REQUEST ▸
Please reproduce every one of the following entries line for line, with no changes at all.

WORKING DATA ▸
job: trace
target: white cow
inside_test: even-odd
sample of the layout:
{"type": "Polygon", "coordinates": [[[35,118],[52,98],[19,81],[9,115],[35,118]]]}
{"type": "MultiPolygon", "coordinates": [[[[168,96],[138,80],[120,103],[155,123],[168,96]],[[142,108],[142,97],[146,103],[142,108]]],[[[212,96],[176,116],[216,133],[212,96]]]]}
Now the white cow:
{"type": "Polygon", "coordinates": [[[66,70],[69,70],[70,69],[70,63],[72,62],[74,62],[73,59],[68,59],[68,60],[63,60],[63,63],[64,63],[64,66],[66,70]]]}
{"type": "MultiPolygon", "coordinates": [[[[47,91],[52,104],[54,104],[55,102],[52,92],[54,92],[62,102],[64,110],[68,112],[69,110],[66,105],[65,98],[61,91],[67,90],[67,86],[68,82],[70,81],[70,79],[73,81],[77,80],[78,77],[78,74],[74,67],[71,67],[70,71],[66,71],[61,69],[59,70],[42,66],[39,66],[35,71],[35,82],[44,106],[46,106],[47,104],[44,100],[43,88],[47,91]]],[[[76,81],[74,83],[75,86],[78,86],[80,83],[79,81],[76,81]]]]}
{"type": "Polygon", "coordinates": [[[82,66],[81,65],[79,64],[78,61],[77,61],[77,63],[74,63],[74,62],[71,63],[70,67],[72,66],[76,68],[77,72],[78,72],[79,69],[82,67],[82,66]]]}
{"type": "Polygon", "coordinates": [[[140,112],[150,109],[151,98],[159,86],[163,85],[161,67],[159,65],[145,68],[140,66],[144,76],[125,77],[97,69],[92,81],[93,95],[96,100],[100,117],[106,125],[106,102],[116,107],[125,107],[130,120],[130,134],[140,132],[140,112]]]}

FINISHED ANSWER ▸
job: trace
target: white cow
inside_test: even-odd
sample of the layout:
{"type": "Polygon", "coordinates": [[[35,118],[52,98],[19,81],[9,115],[35,118]]]}
{"type": "MultiPolygon", "coordinates": [[[[168,96],[138,80],[120,103],[155,123],[168,96]],[[142,108],[142,97],[146,103],[142,108]]],[[[212,96],[176,116],[216,133],[212,96]]]]}
Now the white cow:
{"type": "Polygon", "coordinates": [[[66,70],[69,70],[70,69],[70,63],[72,62],[74,62],[73,59],[68,59],[68,60],[63,60],[63,63],[64,63],[64,66],[66,70]]]}
{"type": "MultiPolygon", "coordinates": [[[[47,91],[52,104],[54,104],[55,102],[52,92],[54,92],[62,102],[64,110],[68,112],[69,110],[66,105],[65,98],[61,91],[67,90],[67,86],[68,82],[70,81],[70,79],[73,81],[77,80],[78,77],[78,74],[74,67],[71,67],[70,71],[66,71],[61,69],[59,70],[42,66],[39,66],[35,71],[35,82],[44,106],[46,106],[47,104],[44,100],[43,88],[47,91]]],[[[76,81],[74,83],[75,86],[78,86],[80,83],[79,81],[76,81]]]]}
{"type": "Polygon", "coordinates": [[[82,66],[81,65],[79,64],[78,61],[77,61],[77,63],[74,63],[74,62],[71,63],[70,67],[72,66],[76,68],[77,72],[78,72],[79,69],[82,67],[82,66]]]}
{"type": "Polygon", "coordinates": [[[140,112],[150,109],[151,98],[159,86],[163,85],[161,67],[159,65],[145,68],[140,66],[144,76],[125,77],[97,69],[92,81],[93,95],[96,100],[100,117],[106,125],[106,102],[116,107],[125,107],[130,120],[130,134],[140,132],[140,112]]]}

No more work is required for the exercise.